▶ _WORK REQUEST_:
When a line of the records below contains the string "bridge", copy that whole line.

**** SUPPLIED MATERIAL

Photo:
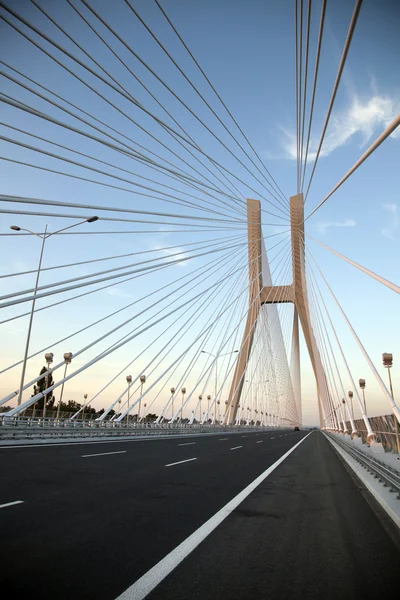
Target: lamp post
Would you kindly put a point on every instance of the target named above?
(43, 237)
(129, 381)
(84, 406)
(350, 393)
(172, 395)
(362, 386)
(49, 359)
(208, 404)
(344, 416)
(67, 359)
(142, 382)
(217, 356)
(387, 363)
(183, 390)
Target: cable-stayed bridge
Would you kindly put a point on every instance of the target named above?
(170, 320)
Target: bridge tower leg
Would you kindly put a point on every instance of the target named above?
(255, 285)
(295, 293)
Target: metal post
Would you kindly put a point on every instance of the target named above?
(49, 359)
(28, 337)
(183, 396)
(84, 406)
(129, 381)
(67, 358)
(142, 382)
(396, 425)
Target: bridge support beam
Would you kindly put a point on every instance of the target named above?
(295, 293)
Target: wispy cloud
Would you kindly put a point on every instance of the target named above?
(117, 293)
(176, 253)
(394, 221)
(321, 227)
(360, 118)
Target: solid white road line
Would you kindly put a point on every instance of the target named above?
(180, 462)
(114, 441)
(146, 584)
(11, 503)
(103, 454)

********

▶ _OUTPUT_:
Target: cable-stayed bridge
Target: bridge tower leg
Target: bridge support beam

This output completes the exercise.